=== About this exercise ===
Could you filter the records below and return each line that holds "draw"?

(Material provided)

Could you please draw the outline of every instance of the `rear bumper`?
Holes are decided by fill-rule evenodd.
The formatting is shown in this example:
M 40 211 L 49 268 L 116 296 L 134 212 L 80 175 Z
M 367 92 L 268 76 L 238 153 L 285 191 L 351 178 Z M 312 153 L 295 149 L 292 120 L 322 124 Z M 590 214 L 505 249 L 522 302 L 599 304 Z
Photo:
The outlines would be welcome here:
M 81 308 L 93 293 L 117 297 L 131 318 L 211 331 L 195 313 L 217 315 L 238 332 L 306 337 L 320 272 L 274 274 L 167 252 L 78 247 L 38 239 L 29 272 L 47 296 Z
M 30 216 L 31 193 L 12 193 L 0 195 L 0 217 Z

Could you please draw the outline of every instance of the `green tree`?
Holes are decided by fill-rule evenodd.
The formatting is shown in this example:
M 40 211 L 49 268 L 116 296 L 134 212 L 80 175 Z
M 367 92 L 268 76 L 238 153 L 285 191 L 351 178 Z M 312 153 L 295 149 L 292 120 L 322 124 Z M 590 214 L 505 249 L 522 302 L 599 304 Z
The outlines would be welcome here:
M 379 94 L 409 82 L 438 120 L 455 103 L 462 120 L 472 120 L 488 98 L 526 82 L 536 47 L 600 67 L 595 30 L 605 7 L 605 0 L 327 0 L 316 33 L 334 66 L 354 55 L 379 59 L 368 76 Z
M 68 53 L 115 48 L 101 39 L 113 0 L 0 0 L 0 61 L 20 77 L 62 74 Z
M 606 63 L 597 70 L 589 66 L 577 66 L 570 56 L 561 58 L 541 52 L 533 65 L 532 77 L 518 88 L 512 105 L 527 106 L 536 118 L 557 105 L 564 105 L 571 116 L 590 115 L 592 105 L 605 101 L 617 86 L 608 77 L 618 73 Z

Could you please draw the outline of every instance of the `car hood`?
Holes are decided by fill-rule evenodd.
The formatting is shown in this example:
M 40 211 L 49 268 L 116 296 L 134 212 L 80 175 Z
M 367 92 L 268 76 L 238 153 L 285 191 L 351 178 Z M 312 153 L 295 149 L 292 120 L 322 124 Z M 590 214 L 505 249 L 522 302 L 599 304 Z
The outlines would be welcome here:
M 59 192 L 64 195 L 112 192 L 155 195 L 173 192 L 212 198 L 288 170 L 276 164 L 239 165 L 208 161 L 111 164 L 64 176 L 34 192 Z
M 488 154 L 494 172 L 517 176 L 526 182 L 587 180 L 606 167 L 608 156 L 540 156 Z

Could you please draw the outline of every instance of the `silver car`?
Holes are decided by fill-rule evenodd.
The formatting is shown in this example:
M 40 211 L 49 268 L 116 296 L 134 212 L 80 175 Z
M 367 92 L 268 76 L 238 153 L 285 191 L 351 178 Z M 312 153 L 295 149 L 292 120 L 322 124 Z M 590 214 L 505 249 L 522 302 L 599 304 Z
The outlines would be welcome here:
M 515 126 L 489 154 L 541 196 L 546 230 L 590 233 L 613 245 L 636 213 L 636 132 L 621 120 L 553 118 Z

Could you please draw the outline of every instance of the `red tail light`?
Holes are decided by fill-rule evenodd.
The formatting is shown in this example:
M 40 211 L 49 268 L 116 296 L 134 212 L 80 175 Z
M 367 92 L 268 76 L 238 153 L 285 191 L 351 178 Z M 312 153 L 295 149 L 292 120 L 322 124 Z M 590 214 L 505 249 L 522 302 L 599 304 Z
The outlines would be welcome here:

(End Material provided)

=== Response area ===
Could you please draw the outline of every instance of the `rear bumper`?
Could you please draw the outline of every instance of the `green tree`?
Could you please draw the outline of every instance of the `car hood`?
Could you please draw the outline of every instance of the `silver car`?
Could you please draw the outline of every instance of the `red tail light`?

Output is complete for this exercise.